DATA FOR THE TASK —

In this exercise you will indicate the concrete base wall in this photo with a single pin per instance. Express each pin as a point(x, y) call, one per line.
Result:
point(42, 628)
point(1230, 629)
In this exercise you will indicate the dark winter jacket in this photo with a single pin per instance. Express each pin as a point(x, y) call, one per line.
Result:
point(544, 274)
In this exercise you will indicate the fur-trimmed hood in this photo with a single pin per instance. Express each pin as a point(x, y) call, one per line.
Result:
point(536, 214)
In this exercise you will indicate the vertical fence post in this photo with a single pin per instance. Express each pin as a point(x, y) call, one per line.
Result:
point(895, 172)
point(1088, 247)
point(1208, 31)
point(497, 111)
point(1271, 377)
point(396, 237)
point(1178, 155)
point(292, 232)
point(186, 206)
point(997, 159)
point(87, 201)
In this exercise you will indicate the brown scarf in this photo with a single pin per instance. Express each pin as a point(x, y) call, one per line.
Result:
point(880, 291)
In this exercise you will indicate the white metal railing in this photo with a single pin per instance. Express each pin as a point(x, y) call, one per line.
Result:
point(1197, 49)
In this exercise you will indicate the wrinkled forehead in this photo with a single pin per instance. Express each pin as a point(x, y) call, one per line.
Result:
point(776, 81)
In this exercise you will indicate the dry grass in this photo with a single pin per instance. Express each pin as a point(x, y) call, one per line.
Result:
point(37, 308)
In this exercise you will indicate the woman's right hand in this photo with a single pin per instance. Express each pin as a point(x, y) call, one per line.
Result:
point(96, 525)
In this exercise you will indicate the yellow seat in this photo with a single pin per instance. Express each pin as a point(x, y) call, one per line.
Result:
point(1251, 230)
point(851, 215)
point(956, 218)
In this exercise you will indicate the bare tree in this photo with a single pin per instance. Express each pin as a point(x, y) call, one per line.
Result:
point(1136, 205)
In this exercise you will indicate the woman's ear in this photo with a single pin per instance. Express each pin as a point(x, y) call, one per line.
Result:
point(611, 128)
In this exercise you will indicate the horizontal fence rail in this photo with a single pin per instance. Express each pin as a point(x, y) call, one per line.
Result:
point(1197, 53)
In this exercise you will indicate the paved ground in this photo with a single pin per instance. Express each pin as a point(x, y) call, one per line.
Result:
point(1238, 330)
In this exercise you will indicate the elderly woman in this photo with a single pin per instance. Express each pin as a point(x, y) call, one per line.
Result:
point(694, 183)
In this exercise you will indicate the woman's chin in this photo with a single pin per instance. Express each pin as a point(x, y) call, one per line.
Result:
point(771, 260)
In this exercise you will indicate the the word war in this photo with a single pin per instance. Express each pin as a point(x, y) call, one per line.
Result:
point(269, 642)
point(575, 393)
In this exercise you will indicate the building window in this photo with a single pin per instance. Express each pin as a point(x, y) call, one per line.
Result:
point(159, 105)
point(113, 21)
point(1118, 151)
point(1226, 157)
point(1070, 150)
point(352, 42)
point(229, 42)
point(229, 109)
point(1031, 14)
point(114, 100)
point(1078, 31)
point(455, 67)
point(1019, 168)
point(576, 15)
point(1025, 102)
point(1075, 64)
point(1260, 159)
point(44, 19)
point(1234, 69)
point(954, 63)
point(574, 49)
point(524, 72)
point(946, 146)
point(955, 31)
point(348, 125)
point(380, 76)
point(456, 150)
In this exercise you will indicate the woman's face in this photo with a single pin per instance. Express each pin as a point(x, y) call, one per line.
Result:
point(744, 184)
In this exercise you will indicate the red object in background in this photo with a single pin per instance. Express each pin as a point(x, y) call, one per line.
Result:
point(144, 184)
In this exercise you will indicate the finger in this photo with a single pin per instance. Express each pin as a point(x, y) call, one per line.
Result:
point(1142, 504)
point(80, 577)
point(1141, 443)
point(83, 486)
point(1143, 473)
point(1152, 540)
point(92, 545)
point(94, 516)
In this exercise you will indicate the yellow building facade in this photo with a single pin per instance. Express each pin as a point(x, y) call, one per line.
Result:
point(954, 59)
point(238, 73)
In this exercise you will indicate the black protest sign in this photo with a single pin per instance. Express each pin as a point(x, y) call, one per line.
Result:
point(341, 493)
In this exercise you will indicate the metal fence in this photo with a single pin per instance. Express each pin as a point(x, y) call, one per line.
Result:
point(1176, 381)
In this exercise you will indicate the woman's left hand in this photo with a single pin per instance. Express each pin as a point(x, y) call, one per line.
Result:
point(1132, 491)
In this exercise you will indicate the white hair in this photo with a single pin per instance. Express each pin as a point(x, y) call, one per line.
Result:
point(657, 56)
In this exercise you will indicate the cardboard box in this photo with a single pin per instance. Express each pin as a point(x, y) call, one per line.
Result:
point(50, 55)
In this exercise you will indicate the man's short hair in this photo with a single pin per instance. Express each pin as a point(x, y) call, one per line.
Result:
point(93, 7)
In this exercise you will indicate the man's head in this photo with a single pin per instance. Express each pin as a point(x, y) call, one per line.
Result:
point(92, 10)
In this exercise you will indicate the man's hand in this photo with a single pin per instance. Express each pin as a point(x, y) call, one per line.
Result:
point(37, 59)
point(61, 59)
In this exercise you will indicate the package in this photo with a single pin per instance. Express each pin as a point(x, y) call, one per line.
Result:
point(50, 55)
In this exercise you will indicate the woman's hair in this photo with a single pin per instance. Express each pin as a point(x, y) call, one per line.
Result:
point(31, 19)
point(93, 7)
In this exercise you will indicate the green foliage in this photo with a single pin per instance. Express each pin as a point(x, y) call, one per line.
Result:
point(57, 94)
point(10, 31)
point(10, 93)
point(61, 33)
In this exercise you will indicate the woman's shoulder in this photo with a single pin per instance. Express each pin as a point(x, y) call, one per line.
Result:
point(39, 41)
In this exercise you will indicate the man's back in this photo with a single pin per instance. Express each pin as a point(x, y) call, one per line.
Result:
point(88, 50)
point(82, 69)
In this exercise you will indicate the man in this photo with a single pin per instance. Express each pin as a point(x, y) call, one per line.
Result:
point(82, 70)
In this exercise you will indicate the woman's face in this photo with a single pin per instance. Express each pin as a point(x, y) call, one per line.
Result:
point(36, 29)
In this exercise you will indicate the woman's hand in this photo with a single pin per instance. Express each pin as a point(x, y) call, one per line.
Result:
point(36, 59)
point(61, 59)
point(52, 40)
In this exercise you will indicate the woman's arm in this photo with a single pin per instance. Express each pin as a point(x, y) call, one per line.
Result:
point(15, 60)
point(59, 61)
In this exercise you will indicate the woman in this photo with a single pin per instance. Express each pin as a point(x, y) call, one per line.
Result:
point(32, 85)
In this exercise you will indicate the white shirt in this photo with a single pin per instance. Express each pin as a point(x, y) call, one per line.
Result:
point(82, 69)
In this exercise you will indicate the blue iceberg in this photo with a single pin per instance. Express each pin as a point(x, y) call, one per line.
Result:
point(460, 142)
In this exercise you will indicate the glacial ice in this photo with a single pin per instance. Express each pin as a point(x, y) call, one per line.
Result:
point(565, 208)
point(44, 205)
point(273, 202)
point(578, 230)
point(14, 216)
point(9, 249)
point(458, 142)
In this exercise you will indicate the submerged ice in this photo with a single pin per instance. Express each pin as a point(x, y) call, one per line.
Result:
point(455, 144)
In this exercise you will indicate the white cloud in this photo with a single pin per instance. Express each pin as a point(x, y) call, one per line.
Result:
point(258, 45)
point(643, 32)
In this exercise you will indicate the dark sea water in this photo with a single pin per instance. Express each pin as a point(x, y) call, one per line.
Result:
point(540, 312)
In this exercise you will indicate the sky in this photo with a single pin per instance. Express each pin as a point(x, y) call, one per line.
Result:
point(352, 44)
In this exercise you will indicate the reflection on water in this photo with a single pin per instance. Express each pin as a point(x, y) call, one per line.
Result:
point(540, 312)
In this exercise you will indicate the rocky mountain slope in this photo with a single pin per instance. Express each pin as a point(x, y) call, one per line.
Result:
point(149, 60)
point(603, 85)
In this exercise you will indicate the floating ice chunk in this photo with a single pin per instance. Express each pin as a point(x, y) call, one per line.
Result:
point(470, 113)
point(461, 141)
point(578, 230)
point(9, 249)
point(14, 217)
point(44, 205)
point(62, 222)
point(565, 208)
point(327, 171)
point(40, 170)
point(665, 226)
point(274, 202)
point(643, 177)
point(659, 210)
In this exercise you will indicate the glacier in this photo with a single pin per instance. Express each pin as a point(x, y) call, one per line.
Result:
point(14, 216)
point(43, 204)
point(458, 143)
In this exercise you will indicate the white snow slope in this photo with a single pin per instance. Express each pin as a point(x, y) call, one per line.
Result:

SHORT PROBLEM — Recast the entries above as a JSON list of strings, one string per line and no blank lines, starting at the line with "In this exercise you will indicate the floating" and running through the end of the entries.

FULL RESPONSE —
[
  "In this exercise you will indicate the floating ice chunk in this photo with a single pin per instance. Express each pin as a point(x, y) call, one per line.",
  "Result:",
  "point(470, 113)",
  "point(461, 141)",
  "point(578, 230)",
  "point(9, 249)",
  "point(14, 217)",
  "point(44, 205)",
  "point(62, 222)",
  "point(565, 208)",
  "point(327, 171)",
  "point(40, 170)",
  "point(665, 226)",
  "point(274, 202)",
  "point(643, 177)",
  "point(659, 210)",
  "In this exercise you will indicate the glacier in this photo with a single pin per instance. Express each pin as a point(x, y) call, one per line.",
  "Result:",
  "point(14, 216)",
  "point(43, 204)",
  "point(458, 143)",
  "In this exercise you will indicate the white snow slope in this photo with a single pin per instance. Express each pin as a point(x, y) call, one per line.",
  "Result:"
]